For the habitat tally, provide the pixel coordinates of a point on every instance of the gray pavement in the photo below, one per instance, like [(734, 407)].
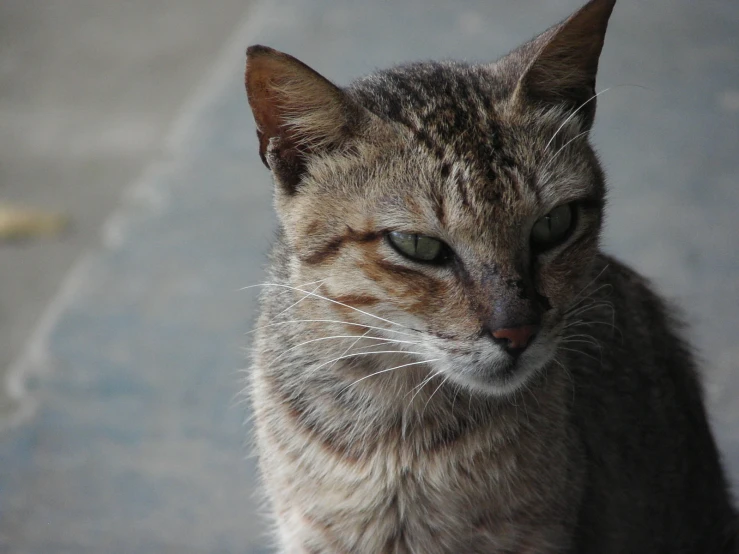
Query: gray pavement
[(88, 90), (135, 441)]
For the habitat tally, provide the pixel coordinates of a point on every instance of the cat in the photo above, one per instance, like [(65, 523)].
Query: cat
[(445, 360)]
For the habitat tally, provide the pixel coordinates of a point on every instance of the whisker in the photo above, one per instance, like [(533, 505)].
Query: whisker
[(340, 337), (324, 364), (280, 285), (298, 302), (433, 393), (580, 352), (387, 370), (329, 321), (363, 335), (566, 144), (573, 114), (419, 388)]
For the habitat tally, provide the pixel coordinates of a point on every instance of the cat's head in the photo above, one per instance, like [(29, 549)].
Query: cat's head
[(462, 202)]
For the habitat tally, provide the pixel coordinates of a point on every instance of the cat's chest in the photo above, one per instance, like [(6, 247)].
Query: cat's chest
[(471, 495)]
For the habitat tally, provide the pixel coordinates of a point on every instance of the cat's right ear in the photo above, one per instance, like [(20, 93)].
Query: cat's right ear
[(298, 113)]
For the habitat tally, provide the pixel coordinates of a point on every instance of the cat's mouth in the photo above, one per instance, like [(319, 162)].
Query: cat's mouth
[(486, 368)]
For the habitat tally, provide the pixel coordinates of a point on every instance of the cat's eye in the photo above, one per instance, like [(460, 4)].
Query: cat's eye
[(419, 248), (553, 228)]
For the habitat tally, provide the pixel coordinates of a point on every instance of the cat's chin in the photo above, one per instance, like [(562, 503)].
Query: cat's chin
[(501, 377)]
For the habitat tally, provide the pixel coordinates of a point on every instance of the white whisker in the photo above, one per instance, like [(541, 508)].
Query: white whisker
[(329, 321), (342, 337), (573, 114), (387, 370), (296, 303), (280, 285), (566, 144)]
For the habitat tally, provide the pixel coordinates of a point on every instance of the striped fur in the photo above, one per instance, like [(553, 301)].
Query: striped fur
[(387, 419)]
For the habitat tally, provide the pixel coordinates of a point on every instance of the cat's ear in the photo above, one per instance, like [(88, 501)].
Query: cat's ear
[(298, 113), (564, 61)]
========
**What needs to be done**
Please output all of the entries above exactly, but without any picture.

**Response**
For the habitat tally, provide the pixel coordinates of a point on every instance of the gray pavement in the photo below, one per instance, like [(734, 407)].
Query: gray pavement
[(88, 90), (135, 441)]
For the habitat tally, provide the pixel coordinates of a point on every instance of the cat in the photo above, one per instance, like [(65, 523)].
Query: cat
[(445, 360)]
For the habitat tally, provide the pixel coordinates of a point on every instance of the whisker in the photo above, one per instance, like [(533, 505)].
Query: whisker
[(340, 337), (324, 364), (280, 285), (298, 302), (433, 393), (580, 352), (387, 370), (329, 321), (363, 335), (566, 144), (573, 114), (419, 388)]
For the habitat tally, provide the pixel coordinates of a point on every instance of the cat's head in the photo above, one per instance, like [(29, 549)].
Query: cat's head
[(462, 202)]
For the habitat tally, provide the pixel coordinates of a point on every instance of the cat's chest in the photo above, one per instance, like [(6, 247)].
Query: cat's chest
[(471, 495)]
For the habitat tally, provide the pixel coordinates of a point on every instance of the cat's right ear in the photo above, one per instance, like [(20, 93)].
Query: cat's right ear
[(298, 113)]
For the habitat tally, provide the pixel coordinates of a point on every instance of the cat's mouth in the photo above, one per instance, like [(319, 162)].
Query: cat's mouth
[(486, 368)]
For the habitat tally, provide the pixel coordinates of a point on every instance of the cat's eye in the photo above, one per instance, like [(460, 4)].
Query: cat's eye
[(419, 248), (553, 228)]
For the habitat tally, provide the pixel coordinates of a point on every instance of the cat's chin in the photo above, one per instance, like [(562, 503)].
Query: cat's chin
[(501, 377)]
For the habitat tally, provide the pixel coordinates of a point on every instance of the white whisker in the photo above, one per instance, like [(541, 508)].
Query: white whisker
[(329, 321), (342, 337), (573, 114), (387, 370), (296, 303), (280, 285), (566, 144)]
For the habitat tally, provide the pixel coordinates of a point on every instance of the striped fur in the photo above, one per instance, like [(553, 301)].
Query: striped fur
[(387, 419)]
For the habitat tally, provide the pixel coordinates of a point on every instance of the cat's ear in the photo above, one per instance, like [(88, 501)].
Query: cat's ear
[(298, 113), (564, 61)]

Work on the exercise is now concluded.